• _Instruções do exercício_: Retome a resenha sobre o livro de Davi Arrigucci Jr., que aparece mais abaixo, e continue-a a partir da última frase apresentada.

• _Texto de origem_:
————

São Paulo, domingo, 11 de maio de 1997
Texto Anterior | Próximo Texto | Índice

A grandeza no pequeno

LUIZ COSTA LIMA
ESPECIAL PARA A FOLHA

Materialmente, "O Cacto e as Ruínas - A Poesia entre Outras Artes", de Davi Arrigucci Jr. (Ed. Duas Cidades, 128 págs., R$ 22,00), é um pequeno livro. Pela maneira de abordar seu tema, um livro considerável. Pois é só na aparência ou em detalhes que seu tratamento é convencional: a leitura de dois poemas, "O Cacto", de Bandeira, e "As Ruínas de Selinunte", de Murilo Mendes. A auto-imposta restrição é louvável: se, a partir do modernismo, temos formado um rico acervo poético (o que não é válido para nossa prosa), em troca permanece pobre nossa crítica de poesia. Obrigando-se a falar de precisos objetos, Arrigucci se contrapõe a apreciações vagas, gerais e deslastradas. Sigamos seu andamento.
Bandeira "soube inventar, com a 'modesta grandeza' de seu estilo humilde, uma forma poética admiravelmente simples". Que supõe tal humildade? Embora próxima do "sermo humilis" celebrizado por Auerbach, com ele não se confunde. No caso específico de Bandeira e preciso de "O Cacto", implica a despersonalização da voz lírica. "A linguagem objetiva e seca parece evitar, de fato, toda interferência subjetiva até o juízo final, quando se opina sobre o objeto". A esse primeiro traço se incorpora o sentido da mistura, pelo qual "elementos baixos" assumem "o caráter problemático, sério e elevado". Assim, o cacto, desprovido "de qualquer elevação", é impulsionado para o patético elevado e para o trágico", ao mesmo tempo que, elemento da natureza, serve de ponta que lança na cena do humano. À despersonalização e à mistura de formas e planos ainda se incorporam a pobreza intencional -o tom, digamos, anti-hugoano- e a deformação, dada por "o volume gigantesco do cacto".

————

Registros de identificação de locais:

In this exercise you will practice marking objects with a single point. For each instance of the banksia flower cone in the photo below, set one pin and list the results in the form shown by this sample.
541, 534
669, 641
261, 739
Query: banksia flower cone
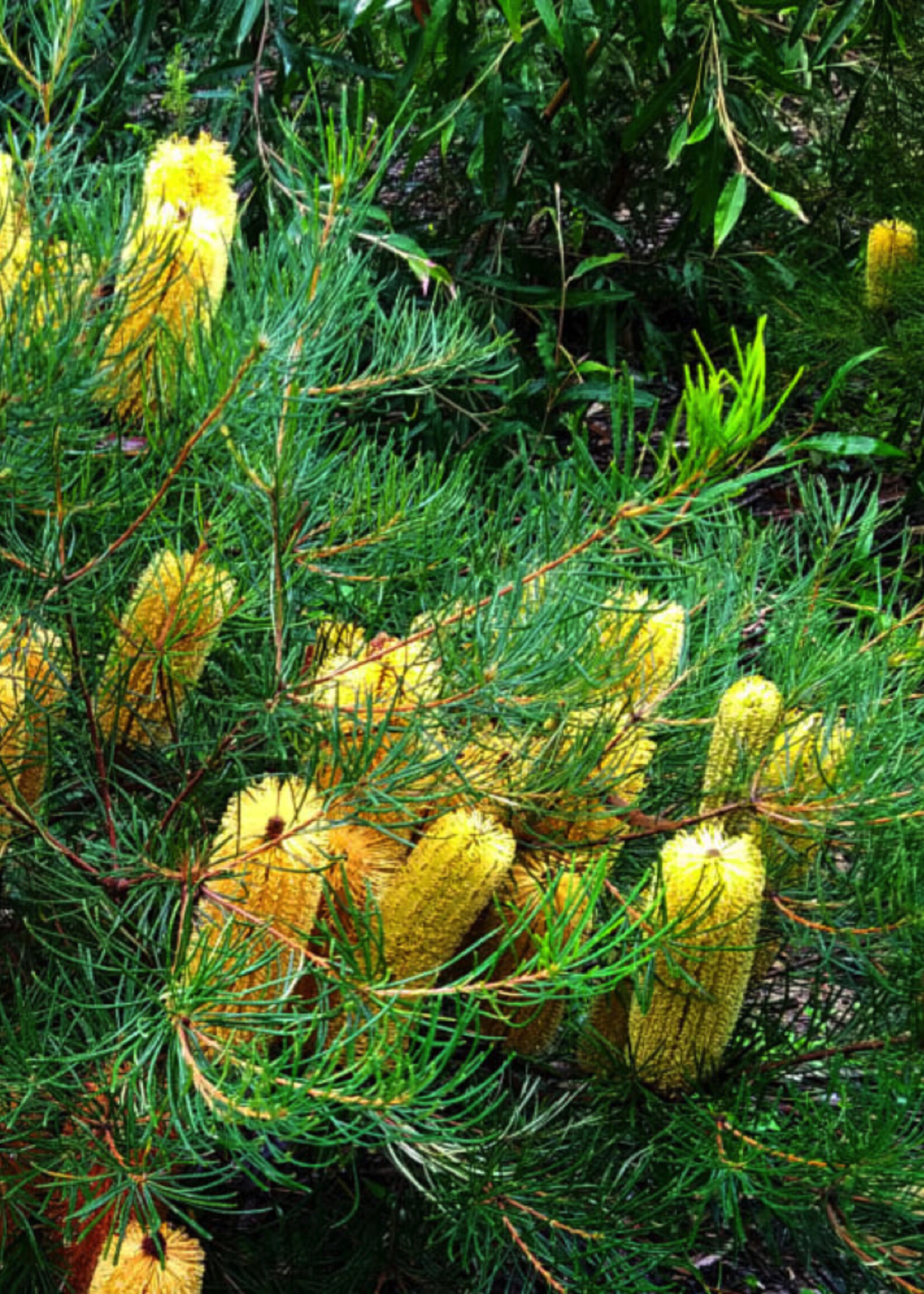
748, 716
435, 898
163, 642
891, 249
711, 892
193, 175
799, 777
56, 284
262, 892
31, 690
363, 862
166, 1262
15, 232
172, 275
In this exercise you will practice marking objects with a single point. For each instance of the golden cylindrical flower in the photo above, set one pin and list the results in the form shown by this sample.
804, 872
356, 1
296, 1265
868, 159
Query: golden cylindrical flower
162, 646
606, 1032
263, 884
646, 642
172, 275
165, 1262
799, 778
748, 716
438, 895
891, 250
180, 174
710, 900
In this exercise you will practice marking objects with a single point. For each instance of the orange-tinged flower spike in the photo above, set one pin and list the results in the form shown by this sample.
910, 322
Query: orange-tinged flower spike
891, 250
163, 642
710, 892
268, 859
15, 232
31, 691
646, 642
172, 274
748, 716
180, 174
363, 862
436, 897
166, 1262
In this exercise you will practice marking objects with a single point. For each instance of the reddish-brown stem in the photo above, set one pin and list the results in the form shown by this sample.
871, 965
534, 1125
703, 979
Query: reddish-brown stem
827, 1052
168, 479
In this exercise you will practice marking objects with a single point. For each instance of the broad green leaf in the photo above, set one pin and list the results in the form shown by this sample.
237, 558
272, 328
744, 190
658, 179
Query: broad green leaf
842, 375
790, 205
729, 208
848, 12
803, 18
661, 101
677, 142
703, 129
596, 262
546, 12
512, 11
851, 447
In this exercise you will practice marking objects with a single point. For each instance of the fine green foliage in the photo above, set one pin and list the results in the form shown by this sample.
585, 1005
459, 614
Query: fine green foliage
394, 636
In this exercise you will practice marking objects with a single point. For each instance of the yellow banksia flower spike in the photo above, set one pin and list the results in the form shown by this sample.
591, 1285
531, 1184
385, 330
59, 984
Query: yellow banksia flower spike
180, 174
56, 283
15, 233
891, 250
435, 898
646, 641
749, 712
162, 646
268, 859
536, 893
363, 862
31, 691
167, 1262
172, 275
710, 892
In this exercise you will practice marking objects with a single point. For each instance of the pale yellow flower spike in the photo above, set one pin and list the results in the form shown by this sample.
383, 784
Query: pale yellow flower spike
891, 249
648, 642
193, 175
172, 274
168, 1262
268, 859
15, 232
798, 778
712, 890
163, 642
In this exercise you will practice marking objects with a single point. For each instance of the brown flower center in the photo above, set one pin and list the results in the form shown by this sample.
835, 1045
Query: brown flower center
275, 827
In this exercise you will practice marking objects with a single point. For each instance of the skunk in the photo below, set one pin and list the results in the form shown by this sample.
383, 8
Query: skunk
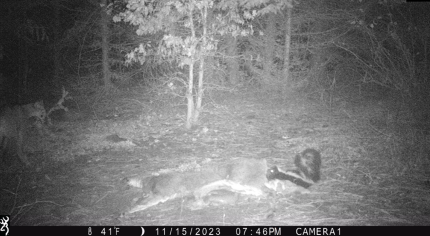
307, 172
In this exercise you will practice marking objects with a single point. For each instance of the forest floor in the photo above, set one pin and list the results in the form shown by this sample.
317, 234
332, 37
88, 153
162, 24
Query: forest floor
79, 178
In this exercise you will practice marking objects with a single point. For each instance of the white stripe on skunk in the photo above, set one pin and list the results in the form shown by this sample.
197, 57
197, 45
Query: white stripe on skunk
307, 172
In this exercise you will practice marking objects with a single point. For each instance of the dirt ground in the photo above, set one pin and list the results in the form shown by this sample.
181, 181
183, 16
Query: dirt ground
79, 179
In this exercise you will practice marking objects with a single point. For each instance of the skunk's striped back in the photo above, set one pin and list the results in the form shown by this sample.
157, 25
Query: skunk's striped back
307, 172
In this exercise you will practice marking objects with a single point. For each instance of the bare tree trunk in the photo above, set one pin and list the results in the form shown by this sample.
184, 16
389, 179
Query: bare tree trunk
269, 49
105, 44
287, 49
56, 46
232, 61
202, 66
190, 99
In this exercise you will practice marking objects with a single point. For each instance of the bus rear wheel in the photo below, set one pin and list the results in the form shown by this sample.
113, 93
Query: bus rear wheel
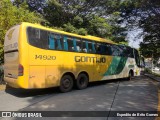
82, 81
129, 76
66, 83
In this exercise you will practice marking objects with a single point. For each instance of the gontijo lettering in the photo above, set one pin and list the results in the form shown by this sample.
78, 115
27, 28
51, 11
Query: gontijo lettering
11, 46
90, 59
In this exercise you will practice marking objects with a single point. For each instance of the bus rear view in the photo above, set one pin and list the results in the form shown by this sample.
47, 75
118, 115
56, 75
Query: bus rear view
12, 68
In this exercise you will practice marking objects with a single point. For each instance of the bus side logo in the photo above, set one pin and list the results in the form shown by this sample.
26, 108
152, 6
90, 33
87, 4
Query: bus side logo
10, 34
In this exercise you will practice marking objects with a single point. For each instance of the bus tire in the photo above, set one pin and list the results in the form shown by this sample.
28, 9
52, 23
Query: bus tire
66, 83
129, 76
82, 81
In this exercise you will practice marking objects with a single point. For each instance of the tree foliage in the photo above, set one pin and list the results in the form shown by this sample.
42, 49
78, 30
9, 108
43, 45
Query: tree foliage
144, 14
105, 18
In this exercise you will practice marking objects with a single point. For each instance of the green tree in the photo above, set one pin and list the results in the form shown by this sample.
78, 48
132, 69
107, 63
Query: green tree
11, 15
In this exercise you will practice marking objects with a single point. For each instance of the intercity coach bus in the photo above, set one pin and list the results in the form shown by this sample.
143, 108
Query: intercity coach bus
40, 57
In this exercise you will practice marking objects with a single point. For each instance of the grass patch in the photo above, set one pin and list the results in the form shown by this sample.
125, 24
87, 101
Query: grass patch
149, 71
2, 87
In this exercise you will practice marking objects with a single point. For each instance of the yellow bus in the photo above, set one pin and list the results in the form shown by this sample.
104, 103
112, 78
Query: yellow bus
40, 57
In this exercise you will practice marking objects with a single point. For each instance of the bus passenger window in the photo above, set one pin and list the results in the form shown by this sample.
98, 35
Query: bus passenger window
78, 45
94, 47
84, 47
98, 49
70, 43
65, 43
37, 37
51, 41
90, 47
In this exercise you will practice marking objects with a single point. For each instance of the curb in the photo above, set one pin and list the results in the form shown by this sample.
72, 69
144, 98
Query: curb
152, 77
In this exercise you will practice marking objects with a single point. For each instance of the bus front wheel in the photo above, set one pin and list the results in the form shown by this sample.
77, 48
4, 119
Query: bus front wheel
66, 83
82, 81
129, 76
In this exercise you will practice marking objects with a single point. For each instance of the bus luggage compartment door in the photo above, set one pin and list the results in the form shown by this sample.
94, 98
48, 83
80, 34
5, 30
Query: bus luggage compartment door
37, 77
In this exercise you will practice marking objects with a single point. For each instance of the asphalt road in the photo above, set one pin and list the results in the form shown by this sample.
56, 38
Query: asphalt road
139, 94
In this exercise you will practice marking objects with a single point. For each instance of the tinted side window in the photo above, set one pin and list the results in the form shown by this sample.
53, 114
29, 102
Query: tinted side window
70, 44
37, 37
137, 58
115, 50
109, 49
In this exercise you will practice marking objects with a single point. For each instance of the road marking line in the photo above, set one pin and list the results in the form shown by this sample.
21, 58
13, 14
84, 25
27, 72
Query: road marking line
158, 108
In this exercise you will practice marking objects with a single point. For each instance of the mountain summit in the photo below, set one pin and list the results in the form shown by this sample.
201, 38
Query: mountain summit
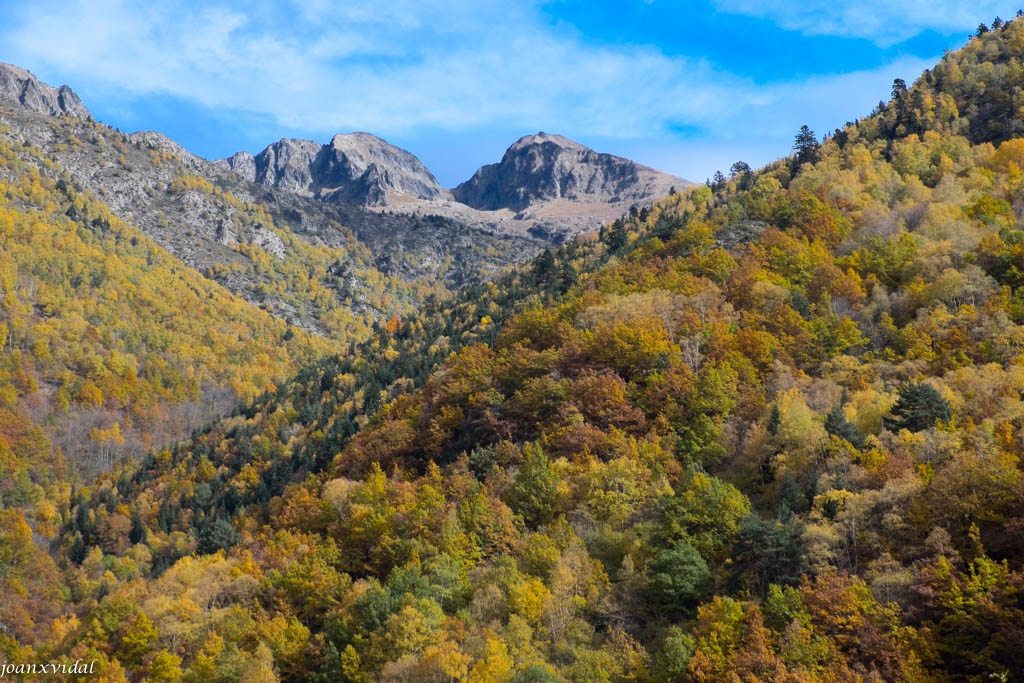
20, 87
547, 168
355, 168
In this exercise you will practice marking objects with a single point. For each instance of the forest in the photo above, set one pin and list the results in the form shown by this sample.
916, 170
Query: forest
767, 429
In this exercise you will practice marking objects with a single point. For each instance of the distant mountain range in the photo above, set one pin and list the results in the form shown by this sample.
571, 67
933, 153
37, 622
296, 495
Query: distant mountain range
547, 184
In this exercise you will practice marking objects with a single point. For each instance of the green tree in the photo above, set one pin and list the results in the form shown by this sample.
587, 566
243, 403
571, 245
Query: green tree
534, 492
807, 146
679, 578
837, 424
920, 406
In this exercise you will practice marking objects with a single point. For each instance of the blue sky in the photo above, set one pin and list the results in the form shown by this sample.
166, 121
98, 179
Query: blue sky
688, 87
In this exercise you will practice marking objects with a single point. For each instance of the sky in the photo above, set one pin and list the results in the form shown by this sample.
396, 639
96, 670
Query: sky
687, 87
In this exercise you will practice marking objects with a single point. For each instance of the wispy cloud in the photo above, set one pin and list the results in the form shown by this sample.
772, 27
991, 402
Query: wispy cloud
407, 68
879, 20
382, 66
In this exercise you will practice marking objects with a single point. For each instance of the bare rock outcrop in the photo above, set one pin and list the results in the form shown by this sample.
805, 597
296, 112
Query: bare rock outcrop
19, 87
356, 168
546, 168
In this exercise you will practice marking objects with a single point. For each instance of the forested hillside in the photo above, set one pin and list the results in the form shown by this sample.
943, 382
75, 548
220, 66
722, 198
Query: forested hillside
768, 430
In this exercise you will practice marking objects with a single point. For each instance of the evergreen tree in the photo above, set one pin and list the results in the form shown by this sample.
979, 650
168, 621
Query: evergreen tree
837, 424
920, 406
807, 146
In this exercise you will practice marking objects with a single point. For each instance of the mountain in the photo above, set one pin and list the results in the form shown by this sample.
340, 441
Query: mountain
547, 186
20, 87
355, 168
766, 430
544, 168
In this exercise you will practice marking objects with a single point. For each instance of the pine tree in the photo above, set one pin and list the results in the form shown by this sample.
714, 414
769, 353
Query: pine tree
920, 406
807, 146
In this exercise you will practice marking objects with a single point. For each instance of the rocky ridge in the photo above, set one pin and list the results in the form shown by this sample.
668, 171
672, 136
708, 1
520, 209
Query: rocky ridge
544, 168
18, 86
354, 168
546, 185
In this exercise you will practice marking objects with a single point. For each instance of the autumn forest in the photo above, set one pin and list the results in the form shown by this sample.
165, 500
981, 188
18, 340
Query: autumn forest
767, 429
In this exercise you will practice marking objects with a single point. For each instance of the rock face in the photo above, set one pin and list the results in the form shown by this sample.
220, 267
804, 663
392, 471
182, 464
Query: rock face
546, 168
357, 168
20, 87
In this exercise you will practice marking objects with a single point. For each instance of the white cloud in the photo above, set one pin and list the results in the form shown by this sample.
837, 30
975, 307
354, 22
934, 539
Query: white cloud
882, 22
388, 67
404, 68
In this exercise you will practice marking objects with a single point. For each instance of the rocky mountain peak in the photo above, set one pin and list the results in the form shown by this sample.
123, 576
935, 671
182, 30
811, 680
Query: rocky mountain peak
355, 168
365, 169
18, 86
545, 168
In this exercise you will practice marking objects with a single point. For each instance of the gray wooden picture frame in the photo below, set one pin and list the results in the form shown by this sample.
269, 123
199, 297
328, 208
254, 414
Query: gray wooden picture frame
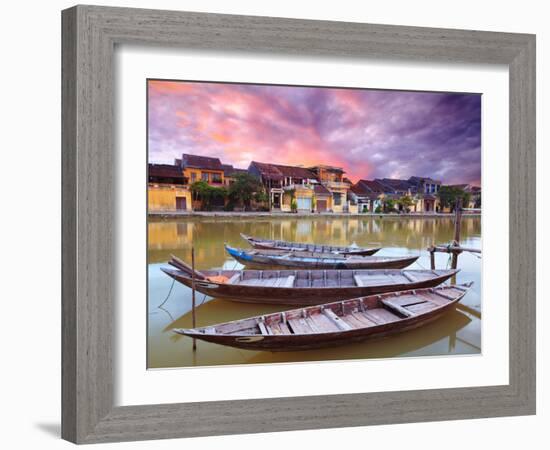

————

• _Resposta abaixo_:
Por essa última, Bandeira se aproxima do expressionismo de Lasar Segall, que, em sua fase brasileira, observa Arrigucci com argúcia, associara "a imagem do cacto à representação do sofrimento e da miséria". Aí, porém, não se encerra a correspondência com a expressão pictórica. O autor tem ainda o mérito de saber mostrar a ressonância da lição cubista no poema. É de acordo com essa que "procede a uma espécie de investigação do objeto (...) visto (...) como forma isolada no espaço". Tal aproximação com a desconexão cubista, entretanto, não impede Arrigucci de compreender seu limite. "A tensão plástica, visual e escultórica, da imagem paralisada é (...) ainda 'literária', pois ainda dependente do 'movimento narrativo'±".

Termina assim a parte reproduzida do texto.